§ **O que fazer**
(1) No texto sobre a liberação da vacina Sputnik V, quem se organizou meses atrás para comprar o imunizante?
(2) Continue o texto sobre a liberação da vacina Sputnik V a partir do ponto em que ele termina.

§ **Texto dado**
■ ■ ■

A decisão da Anvisa de liberar a importação da vacina Sputnik V foi travestida de iminentemente técnica. Porém não há santo que permita isolar a autorização à pressão política, especialmente dos governadores do Nordeste, que se organizaram para adquirir o imunizante meses atrás. Por mais que existam limitações à utilização das doses, essa decisão evidencia que a união de Estados da federação pode ter resultados práticos do ponto de vista político.
O Consórcio do Nordeste ainda tem um calo no sapato do início da pandemia, quando houve a aquisição inócua - e ainda ligeiramente nebulosa - de respiradores mecânicos. Esse se tornou o principal entrave para que a entidade ganhe a dimensão possível. Tanto que os adversários insistem nessa tese para mobilizar críticos aos governos estaduais nordestinos. Em outros tempos, poderia provocar algum impacto real. Nas atuais circunstâncias, gera cócegas na popularidade dos governadores. E agora, com a aprovação da Sputnik V, é provável que até esse tema dos respiradores seja finalmente suplantado.

■ ■ ■

§ **Dados fornecidos**
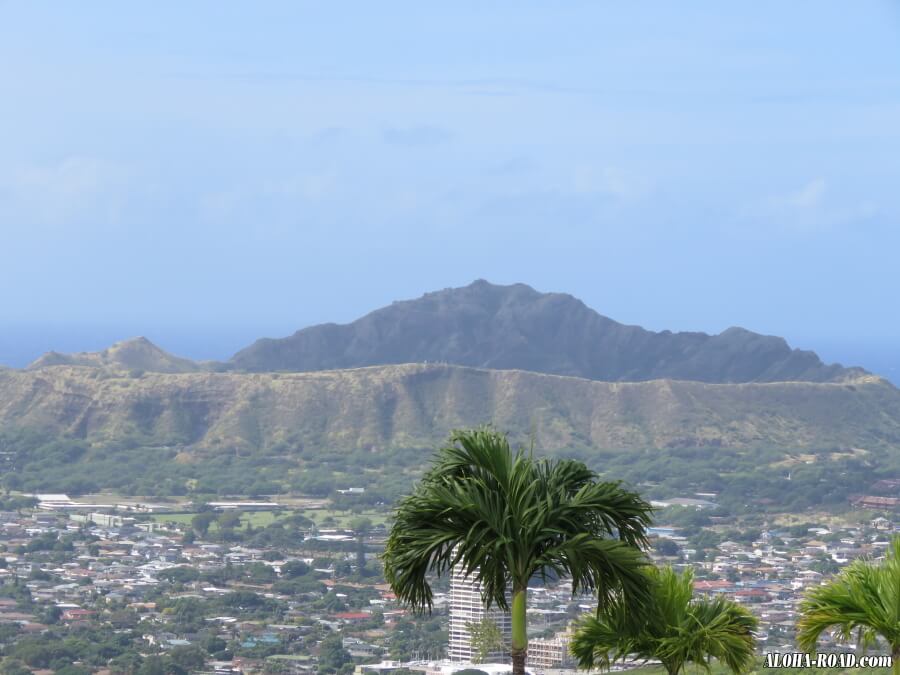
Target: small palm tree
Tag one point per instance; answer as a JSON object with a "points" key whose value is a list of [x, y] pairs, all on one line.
{"points": [[506, 517], [675, 629], [863, 598]]}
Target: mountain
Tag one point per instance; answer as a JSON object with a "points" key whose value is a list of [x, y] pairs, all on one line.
{"points": [[416, 405], [515, 327], [134, 354]]}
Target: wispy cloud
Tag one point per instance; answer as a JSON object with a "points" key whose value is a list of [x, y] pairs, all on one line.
{"points": [[812, 207], [417, 136], [66, 191]]}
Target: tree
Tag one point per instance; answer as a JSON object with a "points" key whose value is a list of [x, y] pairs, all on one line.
{"points": [[673, 628], [361, 527], [506, 517], [486, 638], [332, 654], [294, 568], [863, 598], [202, 521]]}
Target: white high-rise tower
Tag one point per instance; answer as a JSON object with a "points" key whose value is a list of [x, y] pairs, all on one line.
{"points": [[467, 607]]}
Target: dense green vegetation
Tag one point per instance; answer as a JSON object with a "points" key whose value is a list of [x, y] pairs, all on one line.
{"points": [[673, 628], [513, 518], [744, 480]]}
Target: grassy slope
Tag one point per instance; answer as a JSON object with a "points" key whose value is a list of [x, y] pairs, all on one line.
{"points": [[412, 406]]}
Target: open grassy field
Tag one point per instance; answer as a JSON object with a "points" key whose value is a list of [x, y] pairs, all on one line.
{"points": [[258, 519]]}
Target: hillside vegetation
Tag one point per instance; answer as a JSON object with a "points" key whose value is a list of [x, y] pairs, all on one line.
{"points": [[416, 405]]}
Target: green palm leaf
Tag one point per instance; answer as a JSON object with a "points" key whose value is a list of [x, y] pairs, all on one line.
{"points": [[674, 628], [506, 517], [864, 599]]}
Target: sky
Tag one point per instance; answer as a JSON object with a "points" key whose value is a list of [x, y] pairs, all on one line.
{"points": [[207, 173]]}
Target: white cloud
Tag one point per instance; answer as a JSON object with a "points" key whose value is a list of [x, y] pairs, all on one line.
{"points": [[65, 192], [608, 180], [811, 208], [809, 196]]}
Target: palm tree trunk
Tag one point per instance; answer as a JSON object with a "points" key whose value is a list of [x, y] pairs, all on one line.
{"points": [[519, 621]]}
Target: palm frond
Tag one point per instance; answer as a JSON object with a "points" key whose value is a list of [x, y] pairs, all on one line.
{"points": [[864, 597]]}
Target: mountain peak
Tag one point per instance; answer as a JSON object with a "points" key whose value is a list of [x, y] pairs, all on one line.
{"points": [[136, 353], [516, 327]]}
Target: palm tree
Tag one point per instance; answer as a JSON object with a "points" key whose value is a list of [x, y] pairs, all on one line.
{"points": [[506, 517], [864, 597], [675, 628]]}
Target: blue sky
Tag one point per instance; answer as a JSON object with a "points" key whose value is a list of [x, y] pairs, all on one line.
{"points": [[206, 173]]}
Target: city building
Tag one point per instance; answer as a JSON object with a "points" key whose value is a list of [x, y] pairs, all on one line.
{"points": [[544, 653], [467, 607]]}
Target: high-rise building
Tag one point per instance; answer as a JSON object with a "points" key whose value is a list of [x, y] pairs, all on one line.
{"points": [[548, 653], [467, 607]]}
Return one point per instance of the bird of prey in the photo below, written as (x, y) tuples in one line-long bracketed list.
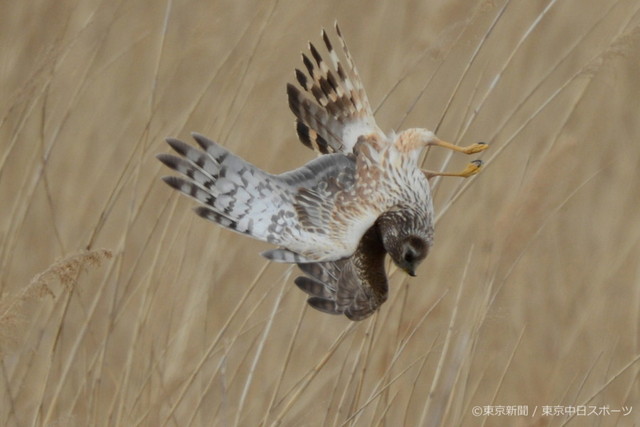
[(365, 196), (341, 114)]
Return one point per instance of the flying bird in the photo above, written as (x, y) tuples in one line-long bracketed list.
[(338, 215), (340, 116)]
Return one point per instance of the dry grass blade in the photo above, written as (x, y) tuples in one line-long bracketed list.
[(188, 326)]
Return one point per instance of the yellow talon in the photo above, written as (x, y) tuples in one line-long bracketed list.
[(470, 149)]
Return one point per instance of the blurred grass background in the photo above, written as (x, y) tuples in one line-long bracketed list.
[(530, 297)]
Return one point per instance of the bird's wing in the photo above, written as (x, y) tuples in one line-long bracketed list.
[(341, 112)]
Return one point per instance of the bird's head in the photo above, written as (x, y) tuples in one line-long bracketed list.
[(406, 238)]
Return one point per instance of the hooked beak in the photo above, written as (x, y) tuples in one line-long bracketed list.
[(410, 271)]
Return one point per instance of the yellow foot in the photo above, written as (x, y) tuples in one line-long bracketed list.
[(469, 149), (471, 169)]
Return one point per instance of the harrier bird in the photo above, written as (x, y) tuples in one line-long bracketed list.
[(339, 117), (364, 197)]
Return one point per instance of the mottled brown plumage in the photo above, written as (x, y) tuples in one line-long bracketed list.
[(341, 120)]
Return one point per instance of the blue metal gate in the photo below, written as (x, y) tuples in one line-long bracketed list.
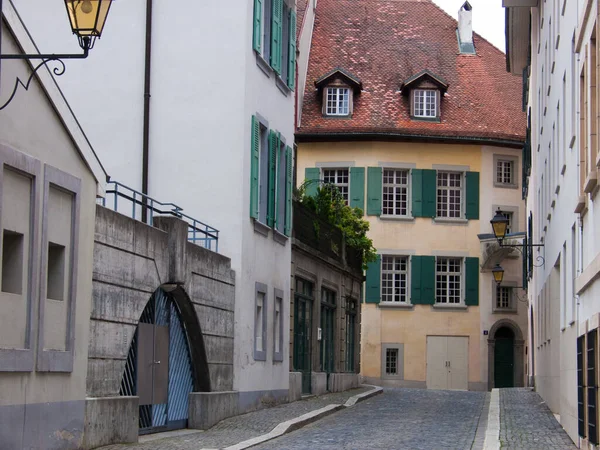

■ ■ ■

§ **Respostas dadas**
(1) Os governadores do Nordeste.

(2)
Em termos de números, a vacina russa é irrisória com a liberação feita pela Anvisa. A Bahia, por exemplo, terá 300 mil doses, o equivalente aos 1% da população autorizado pela agência. O governador Rui Costa trabalhava com 10 milhões de doses para os baianos. Ou seja, não deixa de ser uma frustração essa discrepância entre expectativa e realidade. Todavia, essa informação parece ter ficado em segundo plano. As comemorações foram no sentido de vacina boa é a vacina no braço. E não está errado. Só é preciso ter a noção dessas estratégias discursivas.
Voltemos ao ganho político. Enquanto havia uma disputa entre o governador de São Paulo, João Doria, e o presidente Jair Bolsonaro pela paternidade da vacina brasileira, os governadores nordestinos optaram por apostar na liberação da vacina russa, talvez o imunizante menos reconhecido por outros organismos internacionais. No entanto, era de acesso facilitado e com interesse direto da Rússia para entrar no competitivo mercado das vacinas contra a Covid-19. O Brasil, como nem é preciso lembrar, é um dos mercados mais expressivos do mundo. Tal razão explica o empenho de Moscou em articular a liberação da vacina. E os governadores nordestinos se aproveitaram bem disso.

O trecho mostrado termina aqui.